• [TEXT TO READ]:
━━━━

14/09/2023
News article on Transport
The movement of people and goods from place to place is known as transportation. Together with communication—the movement of ideas—transportation has been essential in bringing about the integration of regions and nations into a single world community. Transportation movements, combined into various systems and networks, are by way of land, water, and air and by such means as automobile, airplane, railroad, ship, and pipeline.
THE NEED FOR TRANSPORTATION
Transportation is needed because few economic resources—raw materials, fuels, food, manufactured goods—are located where they are wanted. Each region or place on Earth produces more than it consumes of some goods and services and less than it consumes of others. Through transportation, goods are moved from where there are surpluses to where there are shortages. Improved transportation has extended the areas in which various goods can be profitably marketed and thus has helped make the goods widely available.
The moving of people to places of work, education, and recreation and for their other needs and wants also requires transportation. Like goods, people are moved to where they are needed. But as decision makers people also travel to where they want to be. In recreational activities, such as pleasure driving, transportation can be an end in itself.
The demand for transportation is derived from the need for people and goods to be at a particular place. In satisfying this need, transportation gives people and goods greater value and place utility. Sometimes, as in the aging of wine or the ripening of bananas while they are en route to their destinations, goods may acquire greater form utility. The in-transit storage of goods provided by a vehicle may reduce the need for warehouse space at the destination. This is an example of time utility—getting goods to a destination at the time of their greatest usefulness.
The demand for transportation—and the rate of actual traffic flow—tends to be proportional to the population of the destination area. Traffic flow between two areas also depends on their proximity—flow generally tends to be greater the closer the areas are to each other.
The concentration of transportation services in heavily urbanized and industrialized areas is a result of the great amount of traffic. However, political or military considerations or prospects for future economic growth may lead to the construction of transportation facilities even where they are not profitable. Economic development in nonindustrialized countries, for example, commonly requires extensive investment in roads, airfields, harbors, and other transport facilities long before there is much traffic.
In industrialized countries such as the United States, transportation routes traditionally have been provided for in advance of other economic development. The Cumberland Road, for example, was built early in the 1800s to open the Ohio Valley to settlement. The Erie Canal, completed in 1825, helped settle the Great Lakes region. Federal land grants to railroad companies in the 19th century helped settle the West. In Canada roads and railroads were being extended to the north in the 1960s and 1970s to facilitate settlement and the exploitation of natural resources. In the long run, transporting goods from one place to another is justified only if the goods can be produced cheaply enough at the first place so as to offset the transportation cost to the second.

━━━━

• [ROWS]:

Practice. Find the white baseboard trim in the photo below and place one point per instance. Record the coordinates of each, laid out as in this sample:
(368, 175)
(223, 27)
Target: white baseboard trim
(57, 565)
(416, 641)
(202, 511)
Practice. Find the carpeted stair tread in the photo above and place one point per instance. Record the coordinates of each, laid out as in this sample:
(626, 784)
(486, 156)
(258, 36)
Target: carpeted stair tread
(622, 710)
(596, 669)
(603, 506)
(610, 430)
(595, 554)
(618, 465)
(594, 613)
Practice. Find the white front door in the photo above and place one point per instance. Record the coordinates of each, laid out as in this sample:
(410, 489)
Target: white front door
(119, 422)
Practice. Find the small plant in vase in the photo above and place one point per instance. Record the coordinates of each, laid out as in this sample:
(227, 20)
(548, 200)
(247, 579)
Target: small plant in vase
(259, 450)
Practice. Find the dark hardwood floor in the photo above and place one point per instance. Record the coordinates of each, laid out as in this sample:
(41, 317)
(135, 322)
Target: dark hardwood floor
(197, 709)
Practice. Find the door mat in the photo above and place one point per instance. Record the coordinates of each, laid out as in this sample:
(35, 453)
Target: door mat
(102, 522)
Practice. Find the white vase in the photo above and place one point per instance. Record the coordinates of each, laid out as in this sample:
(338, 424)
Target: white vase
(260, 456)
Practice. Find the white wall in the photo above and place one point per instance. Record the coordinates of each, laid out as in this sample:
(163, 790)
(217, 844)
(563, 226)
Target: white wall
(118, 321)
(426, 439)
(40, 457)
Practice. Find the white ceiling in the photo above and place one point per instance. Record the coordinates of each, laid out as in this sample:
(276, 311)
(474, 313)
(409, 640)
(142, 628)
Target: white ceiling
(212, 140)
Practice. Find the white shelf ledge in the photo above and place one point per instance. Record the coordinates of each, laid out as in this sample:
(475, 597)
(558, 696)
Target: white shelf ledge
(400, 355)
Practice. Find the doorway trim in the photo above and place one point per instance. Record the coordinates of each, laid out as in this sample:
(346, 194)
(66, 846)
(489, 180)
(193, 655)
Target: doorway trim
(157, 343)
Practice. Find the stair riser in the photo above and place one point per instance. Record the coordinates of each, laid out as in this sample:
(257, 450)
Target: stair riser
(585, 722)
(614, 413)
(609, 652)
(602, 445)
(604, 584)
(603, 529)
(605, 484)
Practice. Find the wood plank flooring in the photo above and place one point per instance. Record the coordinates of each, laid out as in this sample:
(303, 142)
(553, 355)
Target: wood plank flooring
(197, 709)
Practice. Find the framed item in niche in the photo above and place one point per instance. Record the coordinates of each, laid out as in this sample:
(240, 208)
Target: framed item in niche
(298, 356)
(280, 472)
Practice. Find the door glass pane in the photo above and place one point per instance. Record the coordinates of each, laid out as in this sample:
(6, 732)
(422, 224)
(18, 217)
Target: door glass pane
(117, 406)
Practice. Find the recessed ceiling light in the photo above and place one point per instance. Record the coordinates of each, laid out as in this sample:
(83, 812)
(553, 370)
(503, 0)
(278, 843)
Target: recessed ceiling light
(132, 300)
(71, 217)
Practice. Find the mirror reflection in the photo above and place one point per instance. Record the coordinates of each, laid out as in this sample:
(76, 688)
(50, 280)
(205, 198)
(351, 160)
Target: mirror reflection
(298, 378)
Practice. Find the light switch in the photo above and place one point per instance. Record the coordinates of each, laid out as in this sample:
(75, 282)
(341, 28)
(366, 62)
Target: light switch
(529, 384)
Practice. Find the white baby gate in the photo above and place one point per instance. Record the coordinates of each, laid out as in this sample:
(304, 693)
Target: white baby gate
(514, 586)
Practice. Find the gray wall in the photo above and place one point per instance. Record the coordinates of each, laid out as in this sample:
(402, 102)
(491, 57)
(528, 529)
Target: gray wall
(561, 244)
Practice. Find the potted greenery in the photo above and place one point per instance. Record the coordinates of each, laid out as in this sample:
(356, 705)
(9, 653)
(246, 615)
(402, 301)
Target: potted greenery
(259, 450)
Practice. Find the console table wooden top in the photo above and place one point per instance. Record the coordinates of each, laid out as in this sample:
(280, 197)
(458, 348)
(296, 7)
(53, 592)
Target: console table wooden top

━━━━

• [TASKS FOR THIS EXERCISE]:
1. Name each means of transportation that the transportation article lists by which people and goods are moved.
2. According to the transportation article, in what year was the Erie Canal completed?
3. Copy out the stretch of the transportation article from "THE NEED FOR TRANSPORTATION" through "goods widely available.".
Work only from the transportation article.

• [TASK-BY-TASK ANSWERS]:
1. automobile, airplane, railroad, ship, pipeline

2. 1825

3.
THE NEED FOR TRANSPORTATION
Transportation is needed because few economic resources—raw materials, fuels, food, manufactured goods—are located where they are wanted. Each region or place on Earth produces more than it consumes of some goods and services and less than it consumes of others. Through transportation, goods are moved from where there are surpluses to where there are shortages. Improved transportation has extended the areas in which various goods can be profitably marketed and thus has helped make the goods widely available.